◆ WHAT IS ASKED:
Copy every one of the records below verbatim, line for line.

(Stored items)
____________________
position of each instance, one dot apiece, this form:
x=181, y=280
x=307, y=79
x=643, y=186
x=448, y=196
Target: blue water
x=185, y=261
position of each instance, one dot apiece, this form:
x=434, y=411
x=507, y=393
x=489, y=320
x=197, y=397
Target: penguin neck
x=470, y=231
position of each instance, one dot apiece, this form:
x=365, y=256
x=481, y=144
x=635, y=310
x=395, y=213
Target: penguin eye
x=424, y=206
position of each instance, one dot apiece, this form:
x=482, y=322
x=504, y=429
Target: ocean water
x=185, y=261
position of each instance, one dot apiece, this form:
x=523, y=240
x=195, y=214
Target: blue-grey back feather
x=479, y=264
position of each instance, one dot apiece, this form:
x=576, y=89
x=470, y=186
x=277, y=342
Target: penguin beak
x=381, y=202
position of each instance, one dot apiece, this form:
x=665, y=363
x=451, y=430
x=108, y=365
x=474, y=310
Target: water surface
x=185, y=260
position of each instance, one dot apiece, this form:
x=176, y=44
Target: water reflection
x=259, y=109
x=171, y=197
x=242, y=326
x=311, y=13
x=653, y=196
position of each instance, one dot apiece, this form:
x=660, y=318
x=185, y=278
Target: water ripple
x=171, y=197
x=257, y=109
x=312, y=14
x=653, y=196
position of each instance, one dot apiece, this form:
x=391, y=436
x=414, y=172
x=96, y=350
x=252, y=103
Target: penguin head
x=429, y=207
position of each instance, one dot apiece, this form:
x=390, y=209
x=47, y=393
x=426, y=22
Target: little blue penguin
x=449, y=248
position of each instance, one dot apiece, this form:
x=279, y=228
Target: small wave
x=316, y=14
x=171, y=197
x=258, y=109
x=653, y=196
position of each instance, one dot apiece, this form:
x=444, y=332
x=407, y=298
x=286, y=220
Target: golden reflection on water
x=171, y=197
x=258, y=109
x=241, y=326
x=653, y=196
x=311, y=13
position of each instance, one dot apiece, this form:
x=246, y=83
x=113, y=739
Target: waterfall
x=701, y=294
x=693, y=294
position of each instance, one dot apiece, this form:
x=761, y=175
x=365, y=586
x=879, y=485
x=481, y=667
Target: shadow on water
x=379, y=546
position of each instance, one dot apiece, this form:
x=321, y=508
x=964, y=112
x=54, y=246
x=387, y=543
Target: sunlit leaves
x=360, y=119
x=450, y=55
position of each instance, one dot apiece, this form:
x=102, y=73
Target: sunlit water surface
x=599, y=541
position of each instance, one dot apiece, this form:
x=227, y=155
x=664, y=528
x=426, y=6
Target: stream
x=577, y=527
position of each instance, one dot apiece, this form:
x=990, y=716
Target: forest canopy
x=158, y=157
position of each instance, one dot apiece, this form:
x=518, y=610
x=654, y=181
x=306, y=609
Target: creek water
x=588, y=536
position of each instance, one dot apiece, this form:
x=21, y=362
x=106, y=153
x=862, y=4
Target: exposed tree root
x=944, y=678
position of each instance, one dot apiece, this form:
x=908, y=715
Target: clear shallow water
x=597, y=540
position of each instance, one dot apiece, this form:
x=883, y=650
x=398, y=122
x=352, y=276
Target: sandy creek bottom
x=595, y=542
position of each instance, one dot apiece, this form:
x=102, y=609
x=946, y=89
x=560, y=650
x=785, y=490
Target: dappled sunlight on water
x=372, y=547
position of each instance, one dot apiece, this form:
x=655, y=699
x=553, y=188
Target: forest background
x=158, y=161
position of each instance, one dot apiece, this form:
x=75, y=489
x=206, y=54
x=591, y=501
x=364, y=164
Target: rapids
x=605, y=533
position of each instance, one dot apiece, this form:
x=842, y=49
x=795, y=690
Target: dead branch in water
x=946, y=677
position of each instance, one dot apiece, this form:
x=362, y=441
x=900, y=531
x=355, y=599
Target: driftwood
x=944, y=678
____________________
◆ EXPECTED OUTPUT:
position of each instance, one dot apiece, this form:
x=181, y=280
x=307, y=79
x=643, y=186
x=448, y=196
Target: blue water
x=185, y=261
position of each instance, one dot apiece, this form:
x=434, y=411
x=507, y=393
x=489, y=320
x=197, y=397
Target: penguin neck
x=470, y=231
position of each instance, one dot apiece, this form:
x=365, y=256
x=481, y=144
x=635, y=310
x=395, y=213
Target: penguin eye
x=424, y=206
position of each instance, one dot apiece, this form:
x=482, y=322
x=504, y=429
Target: ocean water
x=185, y=261
position of each instance, one dot apiece, this form:
x=523, y=240
x=195, y=214
Target: blue-grey back feather
x=479, y=264
position of each instance, one dot apiece, this form:
x=576, y=89
x=470, y=186
x=277, y=342
Target: penguin beak
x=381, y=202
position of each instance, one dot apiece, this form:
x=665, y=363
x=451, y=430
x=108, y=365
x=474, y=310
Target: water surface
x=185, y=260
position of each instance, one dot apiece, this form:
x=176, y=44
Target: water reflection
x=259, y=109
x=171, y=197
x=242, y=326
x=311, y=13
x=653, y=196
position of each instance, one dot apiece, this form:
x=660, y=318
x=185, y=278
Target: water ripple
x=171, y=197
x=257, y=109
x=312, y=14
x=653, y=196
position of each instance, one dot apiece, this form:
x=391, y=436
x=414, y=172
x=96, y=350
x=252, y=103
Target: penguin head
x=429, y=207
position of each instance, one dot apiece, this form:
x=390, y=209
x=47, y=393
x=426, y=22
Target: little blue penguin
x=449, y=248
position of each instance, one dot apiece, this form:
x=279, y=228
Target: small wave
x=316, y=14
x=171, y=197
x=258, y=109
x=653, y=196
position of each instance, one dot apiece, this form:
x=444, y=332
x=407, y=298
x=286, y=220
Target: golden reflection on water
x=171, y=197
x=258, y=109
x=241, y=326
x=653, y=196
x=311, y=13
position of each instance, one dot apiece, this form:
x=246, y=83
x=113, y=739
Target: waterfall
x=701, y=294
x=693, y=294
position of each instance, one dot apiece, this form:
x=761, y=175
x=365, y=586
x=879, y=485
x=481, y=667
Target: shadow on water
x=379, y=546
position of each instance, one dot apiece, this form:
x=321, y=508
x=964, y=112
x=54, y=246
x=387, y=543
Target: sunlit leaves
x=360, y=119
x=450, y=55
position of each instance, one dot apiece, this form:
x=102, y=73
Target: sunlit water surface
x=599, y=541
position of each instance, one dot apiece, this form:
x=227, y=155
x=664, y=528
x=426, y=6
Target: stream
x=577, y=527
position of each instance, one dot apiece, this form:
x=990, y=716
Target: forest canopy
x=158, y=157
position of each instance, one dot apiece, this form:
x=518, y=610
x=654, y=181
x=306, y=609
Target: creek water
x=588, y=536
position of each instance, one dot apiece, this form:
x=21, y=362
x=106, y=153
x=862, y=4
Target: exposed tree root
x=944, y=678
position of each instance, one dot apiece, this form:
x=908, y=715
Target: clear shallow water
x=597, y=540
position of each instance, one dot apiece, this form:
x=883, y=650
x=398, y=122
x=352, y=276
Target: sandy creek bottom
x=595, y=542
position of each instance, one dot apiece, this form:
x=102, y=609
x=946, y=89
x=560, y=650
x=785, y=490
Target: dappled sunlight on water
x=372, y=547
position of each instance, one dot apiece, this form:
x=655, y=699
x=553, y=188
Target: forest background
x=158, y=161
position of each instance, one dot apiece, this form:
x=75, y=489
x=206, y=54
x=591, y=501
x=364, y=164
Target: rapids
x=605, y=533
position of each instance, one dot apiece, this form:
x=842, y=49
x=795, y=690
Target: dead branch in water
x=946, y=677
position of each instance, one dot apiece, this form:
x=362, y=441
x=900, y=531
x=355, y=599
Target: driftwood
x=944, y=678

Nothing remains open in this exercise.